EXERCISE PROMPT: Transcribe precisely those lines of the listing that fall between the line containing "Target: sea" and the last line, inclusive of both.
** Opening MATERIAL FOR THIS EXERCISE block **
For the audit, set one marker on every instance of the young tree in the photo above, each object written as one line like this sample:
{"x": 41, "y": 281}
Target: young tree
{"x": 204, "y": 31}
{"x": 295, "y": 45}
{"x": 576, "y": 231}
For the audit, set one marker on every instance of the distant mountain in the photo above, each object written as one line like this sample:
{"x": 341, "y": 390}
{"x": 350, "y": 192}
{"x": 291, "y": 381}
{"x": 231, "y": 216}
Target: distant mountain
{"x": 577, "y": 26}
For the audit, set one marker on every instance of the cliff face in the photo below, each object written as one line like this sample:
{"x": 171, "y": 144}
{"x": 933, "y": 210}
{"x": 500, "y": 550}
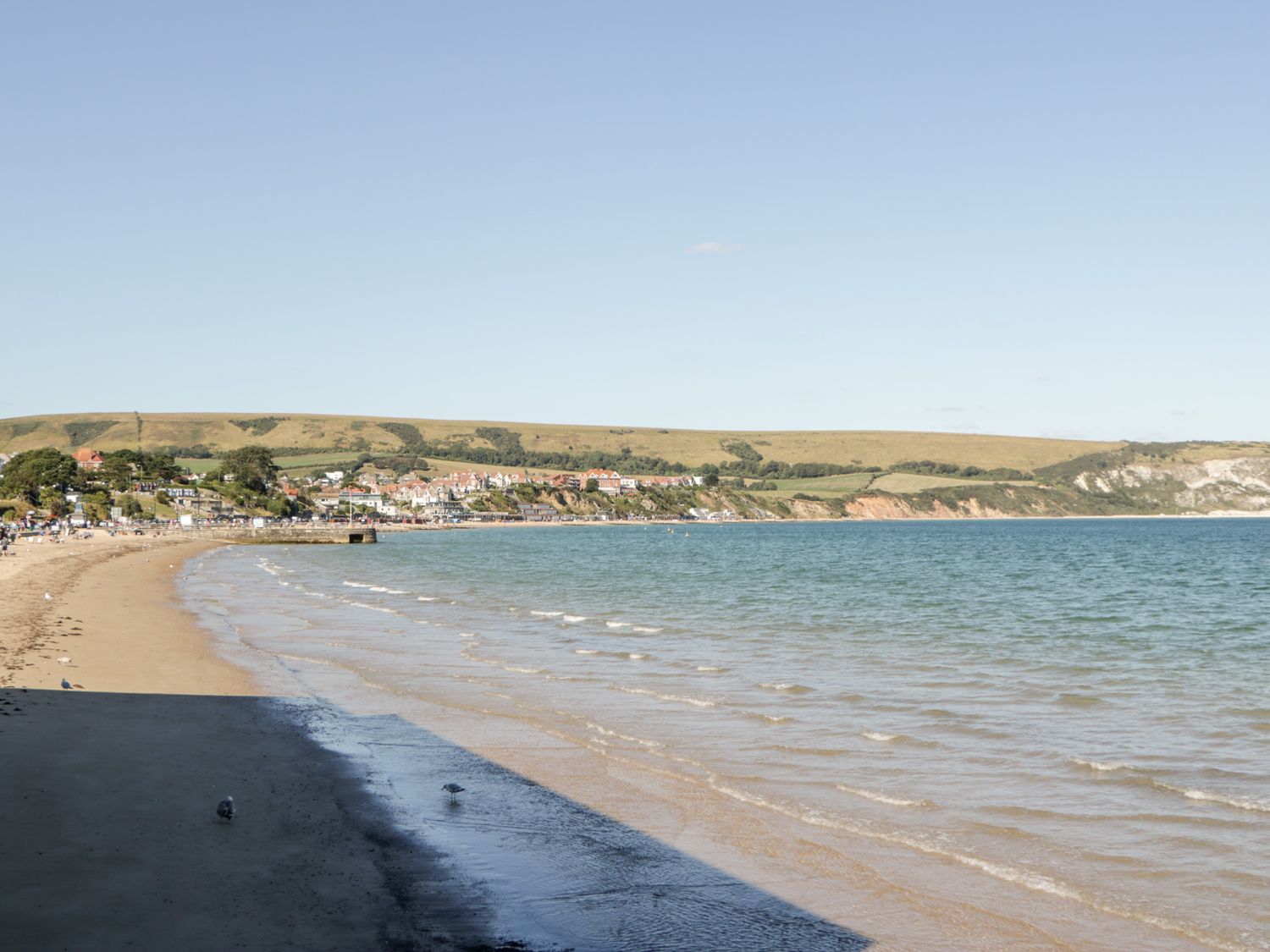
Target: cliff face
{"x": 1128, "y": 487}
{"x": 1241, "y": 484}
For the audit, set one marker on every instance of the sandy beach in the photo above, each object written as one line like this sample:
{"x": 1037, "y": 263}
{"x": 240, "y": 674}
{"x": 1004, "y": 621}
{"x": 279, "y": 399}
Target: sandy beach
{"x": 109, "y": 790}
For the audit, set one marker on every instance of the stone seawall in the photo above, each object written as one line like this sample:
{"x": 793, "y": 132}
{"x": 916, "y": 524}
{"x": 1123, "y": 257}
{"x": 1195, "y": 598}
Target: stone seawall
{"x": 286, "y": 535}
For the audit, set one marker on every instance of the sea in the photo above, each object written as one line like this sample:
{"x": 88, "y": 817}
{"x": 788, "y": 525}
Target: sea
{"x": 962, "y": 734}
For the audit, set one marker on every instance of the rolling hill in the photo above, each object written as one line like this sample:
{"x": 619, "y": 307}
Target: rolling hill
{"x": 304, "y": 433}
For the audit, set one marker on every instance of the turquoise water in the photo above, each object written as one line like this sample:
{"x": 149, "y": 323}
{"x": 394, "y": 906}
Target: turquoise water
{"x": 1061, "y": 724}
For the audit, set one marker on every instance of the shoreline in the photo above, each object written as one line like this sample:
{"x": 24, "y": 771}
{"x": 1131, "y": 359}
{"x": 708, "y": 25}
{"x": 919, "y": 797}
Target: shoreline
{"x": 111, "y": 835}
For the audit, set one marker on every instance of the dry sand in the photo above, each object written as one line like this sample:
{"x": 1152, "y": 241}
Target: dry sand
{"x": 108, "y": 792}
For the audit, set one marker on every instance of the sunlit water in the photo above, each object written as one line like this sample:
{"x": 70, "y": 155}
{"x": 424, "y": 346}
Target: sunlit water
** Closing MATERIAL FOR THIS EXERCISE block **
REPLY:
Target: sea
{"x": 962, "y": 734}
For the audit, set one marker on every instance of the rolling hill in the photo above, each object written as one line like this sample:
{"x": 619, "y": 307}
Target: rolling hill
{"x": 304, "y": 433}
For the audit, set one marker on every instance of the turquoise water in the photo above, each object written as one line like this sample:
{"x": 149, "y": 323}
{"x": 394, "y": 906}
Target: turquoise water
{"x": 1061, "y": 724}
For the audit, set one marker on every instance of the shoreline in the photo above, each object written as one line like this sample:
{"x": 24, "y": 771}
{"x": 1131, "y": 359}
{"x": 708, "y": 25}
{"x": 919, "y": 797}
Target: shoreline
{"x": 111, "y": 835}
For the audit, set one marker on every instance of the dry sand in the photo above, each object written as one line like this sample:
{"x": 1152, "y": 241}
Target: dry sand
{"x": 108, "y": 792}
For the audit, set one marker on every instance of the sunlit water in the photo above, each object written as one line like this sample:
{"x": 70, "y": 155}
{"x": 424, "y": 346}
Target: sunlit water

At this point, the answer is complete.